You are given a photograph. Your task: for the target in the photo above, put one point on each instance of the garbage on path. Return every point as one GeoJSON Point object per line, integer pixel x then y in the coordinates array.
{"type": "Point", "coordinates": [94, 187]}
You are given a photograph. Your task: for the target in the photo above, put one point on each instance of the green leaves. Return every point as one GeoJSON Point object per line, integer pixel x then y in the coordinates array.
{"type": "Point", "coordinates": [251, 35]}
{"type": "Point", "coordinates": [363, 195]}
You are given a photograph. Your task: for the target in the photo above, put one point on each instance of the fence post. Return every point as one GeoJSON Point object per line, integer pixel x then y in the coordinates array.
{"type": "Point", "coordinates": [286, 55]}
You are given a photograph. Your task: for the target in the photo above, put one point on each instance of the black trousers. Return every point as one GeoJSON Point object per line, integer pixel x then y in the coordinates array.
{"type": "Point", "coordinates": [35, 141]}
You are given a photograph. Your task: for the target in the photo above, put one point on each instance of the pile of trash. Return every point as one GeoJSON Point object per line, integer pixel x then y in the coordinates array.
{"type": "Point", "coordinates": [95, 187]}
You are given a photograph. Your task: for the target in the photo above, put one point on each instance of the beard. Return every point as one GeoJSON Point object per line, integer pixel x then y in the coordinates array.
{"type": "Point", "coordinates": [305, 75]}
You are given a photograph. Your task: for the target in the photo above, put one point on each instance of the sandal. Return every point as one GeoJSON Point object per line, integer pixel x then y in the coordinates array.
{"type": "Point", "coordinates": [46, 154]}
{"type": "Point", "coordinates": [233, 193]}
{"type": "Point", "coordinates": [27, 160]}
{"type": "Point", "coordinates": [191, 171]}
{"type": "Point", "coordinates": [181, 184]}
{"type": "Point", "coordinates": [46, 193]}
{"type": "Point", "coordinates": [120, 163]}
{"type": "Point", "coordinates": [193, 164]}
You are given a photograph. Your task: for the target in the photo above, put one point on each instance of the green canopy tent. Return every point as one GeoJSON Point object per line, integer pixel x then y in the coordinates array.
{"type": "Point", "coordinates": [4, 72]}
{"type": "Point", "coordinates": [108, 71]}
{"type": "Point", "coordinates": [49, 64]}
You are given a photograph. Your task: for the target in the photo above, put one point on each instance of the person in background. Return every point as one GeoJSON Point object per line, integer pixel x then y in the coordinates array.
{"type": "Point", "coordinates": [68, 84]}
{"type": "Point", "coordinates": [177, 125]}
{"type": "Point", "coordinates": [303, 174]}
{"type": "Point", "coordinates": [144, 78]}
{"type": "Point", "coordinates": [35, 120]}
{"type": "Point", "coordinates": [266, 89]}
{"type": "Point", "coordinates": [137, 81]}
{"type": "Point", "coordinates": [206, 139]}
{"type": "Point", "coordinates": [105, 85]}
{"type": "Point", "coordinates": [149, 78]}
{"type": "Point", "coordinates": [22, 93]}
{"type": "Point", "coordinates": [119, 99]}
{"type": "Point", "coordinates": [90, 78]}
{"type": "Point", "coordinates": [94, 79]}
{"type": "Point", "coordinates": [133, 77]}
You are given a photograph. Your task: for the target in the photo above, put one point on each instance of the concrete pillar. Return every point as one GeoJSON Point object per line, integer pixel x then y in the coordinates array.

--

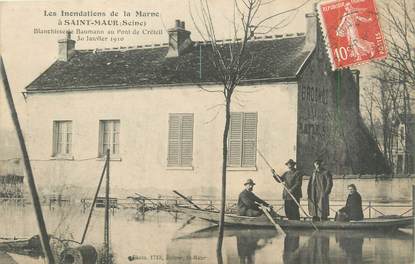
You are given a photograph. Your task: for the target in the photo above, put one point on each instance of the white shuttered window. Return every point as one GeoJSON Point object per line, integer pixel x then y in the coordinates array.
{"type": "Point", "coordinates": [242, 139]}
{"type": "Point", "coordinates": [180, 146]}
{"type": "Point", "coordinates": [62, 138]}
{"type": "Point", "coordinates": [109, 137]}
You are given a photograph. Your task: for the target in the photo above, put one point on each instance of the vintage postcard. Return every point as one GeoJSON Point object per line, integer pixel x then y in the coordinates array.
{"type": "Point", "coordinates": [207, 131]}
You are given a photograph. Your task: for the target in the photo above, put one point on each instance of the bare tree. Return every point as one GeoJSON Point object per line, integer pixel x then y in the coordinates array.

§ Exercise objective:
With the first line being the one containing "of the person" and the last line the one containing "of the concrete", transcribe exactly the lines above that fall in that range.

§ Task answer:
You are given a photograph. Your task: for the target in the photo above, put one point on each instance of the person in background. Return every point as one GeoJSON Point object per line, integer pixel x then y in the coordinates array.
{"type": "Point", "coordinates": [68, 84]}
{"type": "Point", "coordinates": [177, 125]}
{"type": "Point", "coordinates": [303, 174]}
{"type": "Point", "coordinates": [144, 78]}
{"type": "Point", "coordinates": [35, 120]}
{"type": "Point", "coordinates": [266, 89]}
{"type": "Point", "coordinates": [137, 81]}
{"type": "Point", "coordinates": [206, 139]}
{"type": "Point", "coordinates": [105, 85]}
{"type": "Point", "coordinates": [149, 78]}
{"type": "Point", "coordinates": [22, 93]}
{"type": "Point", "coordinates": [119, 99]}
{"type": "Point", "coordinates": [90, 78]}
{"type": "Point", "coordinates": [94, 79]}
{"type": "Point", "coordinates": [133, 77]}
You are given a photograph. Your task: for the target in the photo above, put one point on each instance of the concrete pillar. Return every point as one GeoJSON Point object per line, integer pixel x then y in the coordinates array.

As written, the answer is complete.